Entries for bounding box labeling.
** start **

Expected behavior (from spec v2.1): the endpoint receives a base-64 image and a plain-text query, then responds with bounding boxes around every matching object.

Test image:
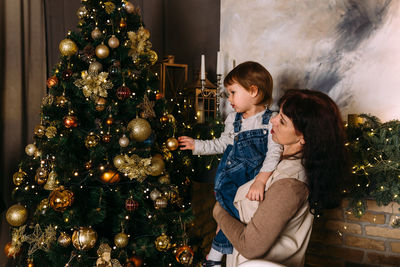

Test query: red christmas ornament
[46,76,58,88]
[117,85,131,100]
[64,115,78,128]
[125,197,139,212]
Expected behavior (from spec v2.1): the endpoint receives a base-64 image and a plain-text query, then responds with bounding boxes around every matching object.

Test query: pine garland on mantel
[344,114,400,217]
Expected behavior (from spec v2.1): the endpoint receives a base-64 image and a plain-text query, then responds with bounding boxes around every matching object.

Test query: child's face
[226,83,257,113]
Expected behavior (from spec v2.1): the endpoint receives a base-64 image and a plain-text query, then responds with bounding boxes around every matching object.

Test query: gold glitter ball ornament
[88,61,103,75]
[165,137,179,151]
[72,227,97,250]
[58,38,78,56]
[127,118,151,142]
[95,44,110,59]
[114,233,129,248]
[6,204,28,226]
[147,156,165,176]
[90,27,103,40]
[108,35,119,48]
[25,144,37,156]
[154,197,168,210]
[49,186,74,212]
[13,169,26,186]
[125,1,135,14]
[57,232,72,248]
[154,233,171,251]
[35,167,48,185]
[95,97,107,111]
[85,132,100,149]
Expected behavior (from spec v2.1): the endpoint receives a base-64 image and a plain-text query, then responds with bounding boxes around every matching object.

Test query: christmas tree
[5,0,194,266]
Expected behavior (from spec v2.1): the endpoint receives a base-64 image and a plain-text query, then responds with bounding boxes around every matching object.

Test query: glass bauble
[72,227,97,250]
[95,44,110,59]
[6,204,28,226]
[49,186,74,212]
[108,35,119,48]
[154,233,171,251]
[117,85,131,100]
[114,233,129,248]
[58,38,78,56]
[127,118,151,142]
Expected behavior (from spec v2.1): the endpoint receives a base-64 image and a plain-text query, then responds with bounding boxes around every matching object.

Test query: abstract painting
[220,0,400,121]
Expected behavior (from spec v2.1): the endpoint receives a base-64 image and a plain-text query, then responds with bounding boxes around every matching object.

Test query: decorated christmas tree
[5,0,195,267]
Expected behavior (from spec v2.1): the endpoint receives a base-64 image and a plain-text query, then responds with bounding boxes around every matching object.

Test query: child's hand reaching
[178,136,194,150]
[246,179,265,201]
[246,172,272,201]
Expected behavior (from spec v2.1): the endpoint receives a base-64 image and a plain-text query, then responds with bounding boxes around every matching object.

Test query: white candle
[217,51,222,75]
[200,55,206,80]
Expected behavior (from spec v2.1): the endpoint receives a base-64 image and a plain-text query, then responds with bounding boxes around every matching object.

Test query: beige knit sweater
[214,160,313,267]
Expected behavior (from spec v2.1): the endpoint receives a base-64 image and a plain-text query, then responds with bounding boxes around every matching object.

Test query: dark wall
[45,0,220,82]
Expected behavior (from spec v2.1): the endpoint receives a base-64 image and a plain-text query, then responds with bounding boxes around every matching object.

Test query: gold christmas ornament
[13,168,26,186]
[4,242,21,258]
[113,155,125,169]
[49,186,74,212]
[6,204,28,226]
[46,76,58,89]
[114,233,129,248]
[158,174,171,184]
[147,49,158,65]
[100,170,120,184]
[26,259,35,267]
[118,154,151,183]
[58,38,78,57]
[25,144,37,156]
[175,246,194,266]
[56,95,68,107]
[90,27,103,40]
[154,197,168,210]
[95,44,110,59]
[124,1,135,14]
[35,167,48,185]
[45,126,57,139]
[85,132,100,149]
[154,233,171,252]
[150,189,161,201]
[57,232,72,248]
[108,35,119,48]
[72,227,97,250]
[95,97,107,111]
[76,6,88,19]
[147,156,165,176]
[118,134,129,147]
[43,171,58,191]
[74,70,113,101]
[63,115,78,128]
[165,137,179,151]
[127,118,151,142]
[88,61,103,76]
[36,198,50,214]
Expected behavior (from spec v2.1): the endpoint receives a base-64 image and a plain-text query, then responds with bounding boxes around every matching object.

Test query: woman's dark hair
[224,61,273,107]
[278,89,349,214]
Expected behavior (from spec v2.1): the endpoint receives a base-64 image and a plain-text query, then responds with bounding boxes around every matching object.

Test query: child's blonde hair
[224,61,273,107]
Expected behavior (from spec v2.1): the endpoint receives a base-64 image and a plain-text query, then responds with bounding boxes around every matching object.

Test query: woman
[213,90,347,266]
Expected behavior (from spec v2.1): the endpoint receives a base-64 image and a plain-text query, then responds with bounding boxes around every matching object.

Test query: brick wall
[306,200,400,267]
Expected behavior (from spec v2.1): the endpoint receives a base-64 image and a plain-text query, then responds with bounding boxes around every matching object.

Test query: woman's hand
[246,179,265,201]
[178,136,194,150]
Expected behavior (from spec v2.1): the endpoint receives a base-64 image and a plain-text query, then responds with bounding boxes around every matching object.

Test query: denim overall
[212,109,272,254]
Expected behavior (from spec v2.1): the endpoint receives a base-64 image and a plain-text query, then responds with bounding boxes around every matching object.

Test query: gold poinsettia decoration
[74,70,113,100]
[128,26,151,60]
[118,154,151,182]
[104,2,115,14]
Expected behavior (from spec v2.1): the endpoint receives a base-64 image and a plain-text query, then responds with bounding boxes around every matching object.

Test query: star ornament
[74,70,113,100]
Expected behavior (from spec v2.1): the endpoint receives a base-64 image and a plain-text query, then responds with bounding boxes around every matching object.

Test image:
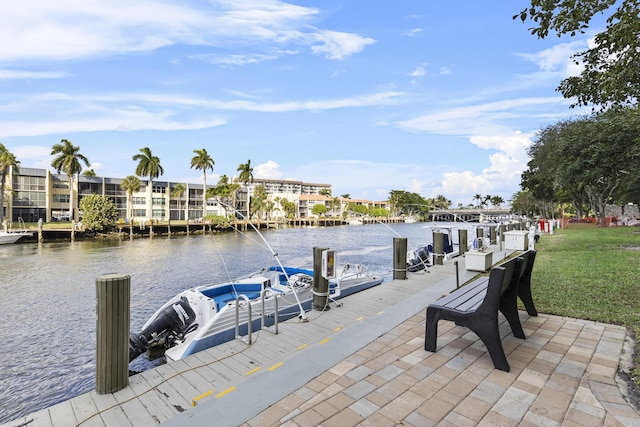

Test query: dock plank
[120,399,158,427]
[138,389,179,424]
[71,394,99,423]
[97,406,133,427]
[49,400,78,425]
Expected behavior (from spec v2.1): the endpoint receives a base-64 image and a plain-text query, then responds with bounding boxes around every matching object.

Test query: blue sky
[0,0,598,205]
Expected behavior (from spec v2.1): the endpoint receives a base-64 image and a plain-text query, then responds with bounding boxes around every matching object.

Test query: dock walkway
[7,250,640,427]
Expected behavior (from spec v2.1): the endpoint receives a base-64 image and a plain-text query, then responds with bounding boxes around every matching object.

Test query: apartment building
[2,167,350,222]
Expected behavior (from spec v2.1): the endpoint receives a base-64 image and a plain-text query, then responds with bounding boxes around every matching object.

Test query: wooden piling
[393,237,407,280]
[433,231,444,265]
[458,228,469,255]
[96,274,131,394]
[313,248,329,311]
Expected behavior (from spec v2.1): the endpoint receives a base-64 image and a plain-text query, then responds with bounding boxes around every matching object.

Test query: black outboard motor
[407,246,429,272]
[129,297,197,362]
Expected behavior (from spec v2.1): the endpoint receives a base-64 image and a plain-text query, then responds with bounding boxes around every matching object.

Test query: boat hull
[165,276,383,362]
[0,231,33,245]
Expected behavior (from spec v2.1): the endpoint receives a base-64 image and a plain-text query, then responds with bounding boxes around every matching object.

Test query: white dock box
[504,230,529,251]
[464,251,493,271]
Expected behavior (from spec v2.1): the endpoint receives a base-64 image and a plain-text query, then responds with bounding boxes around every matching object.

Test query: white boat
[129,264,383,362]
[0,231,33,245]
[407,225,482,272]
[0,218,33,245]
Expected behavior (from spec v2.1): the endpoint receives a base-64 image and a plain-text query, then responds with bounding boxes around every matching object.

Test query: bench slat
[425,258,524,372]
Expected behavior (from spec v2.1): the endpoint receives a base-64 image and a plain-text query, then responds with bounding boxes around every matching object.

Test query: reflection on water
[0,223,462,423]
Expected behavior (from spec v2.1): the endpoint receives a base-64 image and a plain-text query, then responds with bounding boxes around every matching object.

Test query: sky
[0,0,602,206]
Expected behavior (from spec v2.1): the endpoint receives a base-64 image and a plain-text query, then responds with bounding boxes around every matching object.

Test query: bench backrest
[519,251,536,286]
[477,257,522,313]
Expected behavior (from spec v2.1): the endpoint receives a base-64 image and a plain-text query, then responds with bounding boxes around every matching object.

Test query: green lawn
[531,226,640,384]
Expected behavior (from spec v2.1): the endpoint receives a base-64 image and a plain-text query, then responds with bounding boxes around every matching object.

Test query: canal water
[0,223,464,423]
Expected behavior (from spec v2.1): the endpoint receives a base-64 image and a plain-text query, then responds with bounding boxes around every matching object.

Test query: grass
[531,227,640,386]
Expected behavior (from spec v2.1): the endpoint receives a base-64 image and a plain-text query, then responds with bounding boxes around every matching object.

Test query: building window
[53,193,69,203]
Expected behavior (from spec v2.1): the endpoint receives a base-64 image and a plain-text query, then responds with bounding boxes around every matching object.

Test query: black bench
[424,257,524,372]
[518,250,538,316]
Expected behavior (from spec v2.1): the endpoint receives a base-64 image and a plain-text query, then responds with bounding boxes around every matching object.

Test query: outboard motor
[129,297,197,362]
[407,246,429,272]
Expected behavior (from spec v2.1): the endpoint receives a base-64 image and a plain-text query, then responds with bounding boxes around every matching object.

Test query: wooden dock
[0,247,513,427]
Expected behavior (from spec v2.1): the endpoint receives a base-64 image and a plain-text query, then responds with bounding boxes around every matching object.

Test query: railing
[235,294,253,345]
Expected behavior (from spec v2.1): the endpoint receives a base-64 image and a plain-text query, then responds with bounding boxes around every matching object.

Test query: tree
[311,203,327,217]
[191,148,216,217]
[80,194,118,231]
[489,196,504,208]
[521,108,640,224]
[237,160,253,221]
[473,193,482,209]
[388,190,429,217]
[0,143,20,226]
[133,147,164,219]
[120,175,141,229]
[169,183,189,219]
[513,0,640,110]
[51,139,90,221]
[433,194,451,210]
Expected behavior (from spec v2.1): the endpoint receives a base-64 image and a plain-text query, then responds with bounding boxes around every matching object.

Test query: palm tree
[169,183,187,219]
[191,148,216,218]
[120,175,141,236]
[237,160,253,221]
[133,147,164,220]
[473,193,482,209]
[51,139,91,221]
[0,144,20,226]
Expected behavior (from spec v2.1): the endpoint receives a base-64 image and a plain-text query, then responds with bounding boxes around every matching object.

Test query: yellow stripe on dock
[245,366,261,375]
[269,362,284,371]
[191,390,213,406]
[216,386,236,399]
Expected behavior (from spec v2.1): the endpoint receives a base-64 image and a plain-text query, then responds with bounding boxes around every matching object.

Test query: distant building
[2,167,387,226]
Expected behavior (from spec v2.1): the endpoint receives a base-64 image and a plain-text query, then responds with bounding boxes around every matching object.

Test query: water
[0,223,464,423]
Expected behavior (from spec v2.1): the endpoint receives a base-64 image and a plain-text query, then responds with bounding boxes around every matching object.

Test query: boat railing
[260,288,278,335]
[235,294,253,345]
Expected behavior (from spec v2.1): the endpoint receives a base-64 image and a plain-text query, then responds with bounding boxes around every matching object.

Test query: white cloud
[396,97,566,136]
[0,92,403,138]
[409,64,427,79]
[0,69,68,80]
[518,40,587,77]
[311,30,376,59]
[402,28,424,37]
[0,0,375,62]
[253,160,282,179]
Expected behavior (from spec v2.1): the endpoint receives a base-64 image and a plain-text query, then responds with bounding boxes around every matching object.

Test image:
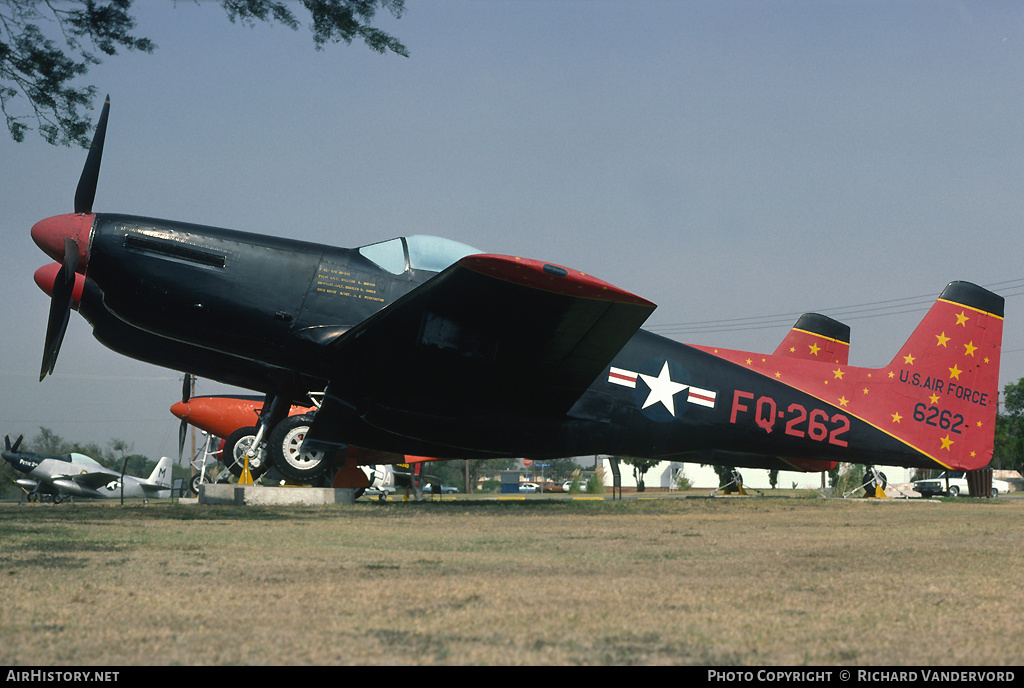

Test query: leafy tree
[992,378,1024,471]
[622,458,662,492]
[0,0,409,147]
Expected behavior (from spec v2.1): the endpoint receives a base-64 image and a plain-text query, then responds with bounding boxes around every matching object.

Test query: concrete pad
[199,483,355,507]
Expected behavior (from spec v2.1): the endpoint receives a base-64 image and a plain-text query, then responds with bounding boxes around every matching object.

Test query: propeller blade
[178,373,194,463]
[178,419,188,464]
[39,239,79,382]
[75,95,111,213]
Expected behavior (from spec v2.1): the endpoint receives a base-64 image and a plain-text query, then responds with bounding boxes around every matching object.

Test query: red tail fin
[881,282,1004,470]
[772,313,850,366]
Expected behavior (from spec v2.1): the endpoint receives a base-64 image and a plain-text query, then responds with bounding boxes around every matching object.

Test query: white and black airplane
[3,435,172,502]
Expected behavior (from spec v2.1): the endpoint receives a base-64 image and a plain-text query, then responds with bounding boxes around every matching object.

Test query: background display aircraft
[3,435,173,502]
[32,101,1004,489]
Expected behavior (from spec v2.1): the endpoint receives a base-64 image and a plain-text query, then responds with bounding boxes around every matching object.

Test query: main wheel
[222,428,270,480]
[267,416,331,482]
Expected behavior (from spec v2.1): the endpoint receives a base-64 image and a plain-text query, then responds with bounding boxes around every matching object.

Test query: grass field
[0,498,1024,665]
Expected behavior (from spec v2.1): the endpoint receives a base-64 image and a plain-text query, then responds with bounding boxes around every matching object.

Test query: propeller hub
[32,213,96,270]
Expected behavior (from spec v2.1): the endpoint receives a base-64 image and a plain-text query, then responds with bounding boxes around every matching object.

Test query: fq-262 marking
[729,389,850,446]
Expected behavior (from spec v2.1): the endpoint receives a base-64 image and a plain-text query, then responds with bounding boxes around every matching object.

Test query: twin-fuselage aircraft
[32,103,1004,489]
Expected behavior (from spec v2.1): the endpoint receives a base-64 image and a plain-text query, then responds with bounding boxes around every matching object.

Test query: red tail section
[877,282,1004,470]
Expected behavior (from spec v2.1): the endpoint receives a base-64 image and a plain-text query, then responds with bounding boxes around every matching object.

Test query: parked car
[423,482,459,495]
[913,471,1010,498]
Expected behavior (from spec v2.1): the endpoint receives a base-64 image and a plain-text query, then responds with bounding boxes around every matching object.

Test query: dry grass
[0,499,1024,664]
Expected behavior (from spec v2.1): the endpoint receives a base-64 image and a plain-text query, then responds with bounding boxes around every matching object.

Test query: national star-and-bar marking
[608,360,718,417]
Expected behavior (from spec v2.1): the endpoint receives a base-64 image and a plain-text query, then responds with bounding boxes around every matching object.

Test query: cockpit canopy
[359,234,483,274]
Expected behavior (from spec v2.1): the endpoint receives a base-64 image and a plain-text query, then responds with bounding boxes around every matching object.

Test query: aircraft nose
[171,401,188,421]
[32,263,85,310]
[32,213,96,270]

** end **

OBJECTIVE.
Rewrite every line of the listing from its start down to the line containing "[125,197,139,212]", keeping all the text and shifting each bounding box coordinate by -91. Leave the pictures out of your answer.

EXERCISE ANSWER.
Expected behavior (from spec v2.1): the endpoint receives a base-64 image and a plain-text query, then responds with bounding boxes around every matching object.

Test image:

Test query: red christmas ornament
[-45,-15,-33,-3]
[26,-6,40,9]
[-27,24,-13,37]
[34,106,48,121]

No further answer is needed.